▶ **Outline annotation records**
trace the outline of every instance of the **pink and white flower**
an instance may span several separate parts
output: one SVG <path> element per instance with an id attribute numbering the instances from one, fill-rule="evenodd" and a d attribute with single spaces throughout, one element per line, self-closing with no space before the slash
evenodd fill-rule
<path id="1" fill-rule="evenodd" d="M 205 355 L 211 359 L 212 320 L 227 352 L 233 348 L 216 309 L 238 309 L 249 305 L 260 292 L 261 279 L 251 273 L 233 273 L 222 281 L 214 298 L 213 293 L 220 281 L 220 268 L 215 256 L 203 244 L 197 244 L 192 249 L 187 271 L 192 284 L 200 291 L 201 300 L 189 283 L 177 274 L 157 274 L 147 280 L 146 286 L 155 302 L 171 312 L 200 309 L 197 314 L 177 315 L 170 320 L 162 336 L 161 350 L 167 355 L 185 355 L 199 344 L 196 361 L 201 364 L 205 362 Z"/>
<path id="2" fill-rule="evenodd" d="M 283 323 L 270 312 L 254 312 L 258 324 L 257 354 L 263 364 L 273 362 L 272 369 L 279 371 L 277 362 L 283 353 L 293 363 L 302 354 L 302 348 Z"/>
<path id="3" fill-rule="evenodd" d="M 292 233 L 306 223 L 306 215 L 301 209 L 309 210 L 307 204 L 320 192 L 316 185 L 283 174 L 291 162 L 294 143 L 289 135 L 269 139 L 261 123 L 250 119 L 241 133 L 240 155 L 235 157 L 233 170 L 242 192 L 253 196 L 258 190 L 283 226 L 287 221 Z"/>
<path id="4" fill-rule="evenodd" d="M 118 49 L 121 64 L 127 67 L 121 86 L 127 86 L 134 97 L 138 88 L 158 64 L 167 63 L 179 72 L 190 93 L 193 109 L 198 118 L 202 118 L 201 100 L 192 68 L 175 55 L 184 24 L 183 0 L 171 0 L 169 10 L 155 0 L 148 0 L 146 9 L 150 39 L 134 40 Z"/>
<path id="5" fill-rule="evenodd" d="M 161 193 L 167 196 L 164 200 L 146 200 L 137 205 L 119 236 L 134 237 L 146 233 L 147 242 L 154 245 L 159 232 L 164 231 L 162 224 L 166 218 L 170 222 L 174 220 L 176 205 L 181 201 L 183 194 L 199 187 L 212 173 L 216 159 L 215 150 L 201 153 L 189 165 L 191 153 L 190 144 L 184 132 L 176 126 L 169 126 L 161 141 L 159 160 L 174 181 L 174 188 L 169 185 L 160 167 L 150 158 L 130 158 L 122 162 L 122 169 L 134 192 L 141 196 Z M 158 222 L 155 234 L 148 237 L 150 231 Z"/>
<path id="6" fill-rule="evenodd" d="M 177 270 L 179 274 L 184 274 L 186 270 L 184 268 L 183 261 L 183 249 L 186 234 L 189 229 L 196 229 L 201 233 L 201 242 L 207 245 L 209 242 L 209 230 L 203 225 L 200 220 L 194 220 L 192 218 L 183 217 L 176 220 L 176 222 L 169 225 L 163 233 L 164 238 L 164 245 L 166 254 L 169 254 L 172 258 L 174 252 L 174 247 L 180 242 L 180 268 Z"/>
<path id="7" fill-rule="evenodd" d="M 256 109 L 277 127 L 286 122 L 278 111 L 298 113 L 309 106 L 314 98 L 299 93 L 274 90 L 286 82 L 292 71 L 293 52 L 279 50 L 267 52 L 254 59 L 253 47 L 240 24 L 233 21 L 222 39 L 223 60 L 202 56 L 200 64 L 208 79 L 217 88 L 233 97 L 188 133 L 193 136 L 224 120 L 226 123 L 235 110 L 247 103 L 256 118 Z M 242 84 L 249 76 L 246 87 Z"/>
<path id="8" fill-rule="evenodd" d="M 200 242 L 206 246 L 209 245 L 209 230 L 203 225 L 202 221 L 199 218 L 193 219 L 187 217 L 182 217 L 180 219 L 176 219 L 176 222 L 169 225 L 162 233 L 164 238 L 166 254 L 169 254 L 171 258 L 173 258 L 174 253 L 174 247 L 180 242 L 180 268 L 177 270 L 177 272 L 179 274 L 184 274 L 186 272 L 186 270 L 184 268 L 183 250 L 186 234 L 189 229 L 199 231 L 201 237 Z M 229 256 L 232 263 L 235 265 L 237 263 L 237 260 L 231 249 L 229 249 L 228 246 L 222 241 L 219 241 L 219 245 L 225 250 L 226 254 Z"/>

▶ **Your goal**
Rewrite the records above with "pink and white flower" changed to "pink flower" and every other character left as it is.

▶ **Solution for this problem**
trace the outline of every instance of the **pink flower**
an instance may span several separate parts
output: one SVG <path> element per instance with an id attribute numbering the instances from one, fill-rule="evenodd" and a d attribute with single spaces throughout, one element per line, self-closing with no space before the slash
evenodd fill-rule
<path id="1" fill-rule="evenodd" d="M 205 355 L 211 359 L 212 320 L 227 352 L 233 348 L 216 309 L 238 309 L 249 305 L 260 292 L 261 279 L 251 273 L 233 273 L 222 281 L 214 298 L 213 293 L 220 281 L 220 268 L 215 256 L 203 244 L 197 244 L 192 249 L 187 271 L 192 284 L 200 291 L 201 300 L 189 283 L 177 274 L 157 274 L 147 280 L 146 286 L 155 302 L 171 312 L 200 309 L 197 314 L 177 315 L 170 320 L 162 336 L 161 350 L 167 355 L 185 355 L 199 344 L 196 361 L 201 364 L 205 362 Z"/>
<path id="2" fill-rule="evenodd" d="M 283 323 L 270 312 L 254 312 L 258 324 L 257 354 L 263 364 L 273 362 L 272 369 L 279 371 L 277 362 L 283 353 L 293 363 L 302 354 L 302 348 Z"/>
<path id="3" fill-rule="evenodd" d="M 292 233 L 306 223 L 306 215 L 301 209 L 309 210 L 307 204 L 320 192 L 316 185 L 283 174 L 291 162 L 294 143 L 289 135 L 269 139 L 261 123 L 250 119 L 241 133 L 240 155 L 235 157 L 233 170 L 242 192 L 253 196 L 258 190 L 283 226 L 287 221 Z"/>
<path id="4" fill-rule="evenodd" d="M 118 49 L 121 64 L 127 67 L 121 86 L 127 86 L 134 97 L 138 88 L 158 64 L 167 63 L 179 72 L 190 93 L 193 109 L 198 118 L 202 118 L 201 100 L 192 68 L 175 55 L 184 24 L 183 0 L 171 0 L 169 10 L 155 0 L 148 0 L 146 9 L 150 39 L 134 40 Z"/>
<path id="5" fill-rule="evenodd" d="M 161 193 L 167 196 L 164 200 L 146 200 L 137 205 L 119 236 L 134 237 L 146 233 L 147 242 L 154 245 L 159 232 L 164 231 L 162 224 L 166 218 L 170 222 L 174 220 L 176 205 L 181 201 L 183 194 L 199 187 L 212 173 L 216 159 L 215 150 L 201 153 L 189 165 L 191 153 L 190 144 L 184 132 L 176 126 L 169 126 L 161 141 L 159 160 L 174 181 L 174 188 L 169 185 L 160 167 L 150 158 L 130 158 L 122 162 L 122 169 L 134 192 L 141 196 Z M 158 222 L 155 234 L 148 237 L 150 231 Z"/>
<path id="6" fill-rule="evenodd" d="M 177 270 L 179 274 L 184 274 L 186 270 L 184 268 L 183 261 L 183 249 L 186 234 L 189 229 L 196 229 L 201 233 L 201 242 L 207 245 L 209 242 L 209 230 L 203 225 L 200 220 L 194 220 L 192 218 L 183 217 L 176 220 L 176 222 L 169 225 L 163 233 L 164 238 L 164 245 L 166 254 L 169 254 L 172 258 L 174 252 L 174 247 L 180 242 L 180 268 Z"/>
<path id="7" fill-rule="evenodd" d="M 256 109 L 277 127 L 286 122 L 278 111 L 298 113 L 309 106 L 314 98 L 299 93 L 274 90 L 286 82 L 292 71 L 293 52 L 279 50 L 267 52 L 254 59 L 253 47 L 240 24 L 233 21 L 222 39 L 223 60 L 202 56 L 200 64 L 208 79 L 217 88 L 233 97 L 188 133 L 193 136 L 224 120 L 226 123 L 235 110 L 247 103 L 256 118 Z M 242 84 L 249 76 L 246 87 Z"/>
<path id="8" fill-rule="evenodd" d="M 200 242 L 206 246 L 209 245 L 209 230 L 203 225 L 202 221 L 199 218 L 193 219 L 187 217 L 182 217 L 180 219 L 176 219 L 176 222 L 169 225 L 162 233 L 164 238 L 166 254 L 169 254 L 171 258 L 173 258 L 174 253 L 174 247 L 180 242 L 180 268 L 177 270 L 177 272 L 179 274 L 184 274 L 186 272 L 186 270 L 184 268 L 183 250 L 186 234 L 189 229 L 199 231 L 201 237 Z M 229 256 L 232 263 L 235 265 L 237 263 L 237 260 L 231 249 L 229 249 L 228 246 L 222 241 L 219 241 L 219 245 L 225 250 L 226 254 Z"/>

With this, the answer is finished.